*PROBLEM DETAILS*. Change every "frame" in the lines below to "image", keeping everything else the same.
** BEGIN DATASET RECORDS **
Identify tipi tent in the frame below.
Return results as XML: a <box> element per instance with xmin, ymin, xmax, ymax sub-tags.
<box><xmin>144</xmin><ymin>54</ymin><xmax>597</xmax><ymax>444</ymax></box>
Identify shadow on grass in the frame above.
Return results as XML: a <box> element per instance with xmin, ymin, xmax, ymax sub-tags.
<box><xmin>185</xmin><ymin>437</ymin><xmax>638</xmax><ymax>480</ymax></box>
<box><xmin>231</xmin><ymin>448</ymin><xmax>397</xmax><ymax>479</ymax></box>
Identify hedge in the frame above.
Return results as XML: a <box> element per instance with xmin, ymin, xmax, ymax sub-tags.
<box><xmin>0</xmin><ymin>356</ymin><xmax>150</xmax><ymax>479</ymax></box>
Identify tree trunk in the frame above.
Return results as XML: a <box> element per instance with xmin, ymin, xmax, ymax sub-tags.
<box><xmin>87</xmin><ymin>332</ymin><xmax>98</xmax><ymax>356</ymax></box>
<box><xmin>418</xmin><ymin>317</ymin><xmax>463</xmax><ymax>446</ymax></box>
** END DATASET RECORDS **
*RESPONSE TO THIS EXERCISE*.
Identify tipi tent in the image below.
Return results as XML: a <box> element per instance with xmin, ymin, xmax, ymax sub-tags.
<box><xmin>144</xmin><ymin>54</ymin><xmax>597</xmax><ymax>444</ymax></box>
Identify shadow on grass in the image above.
Return results as XML: a <box> element per instance with xmin, ymin, xmax, ymax sub-tags.
<box><xmin>185</xmin><ymin>437</ymin><xmax>638</xmax><ymax>480</ymax></box>
<box><xmin>231</xmin><ymin>448</ymin><xmax>397</xmax><ymax>479</ymax></box>
Identify hedge in the image above.
Return results as XML: a <box> element per instance with xmin, ymin, xmax, ymax sub-tags.
<box><xmin>0</xmin><ymin>356</ymin><xmax>150</xmax><ymax>479</ymax></box>
Identify tree trunk in the image above.
Return results as XML: a <box> element per instance with xmin, ymin, xmax, ymax sub-tags.
<box><xmin>87</xmin><ymin>332</ymin><xmax>98</xmax><ymax>356</ymax></box>
<box><xmin>418</xmin><ymin>317</ymin><xmax>463</xmax><ymax>446</ymax></box>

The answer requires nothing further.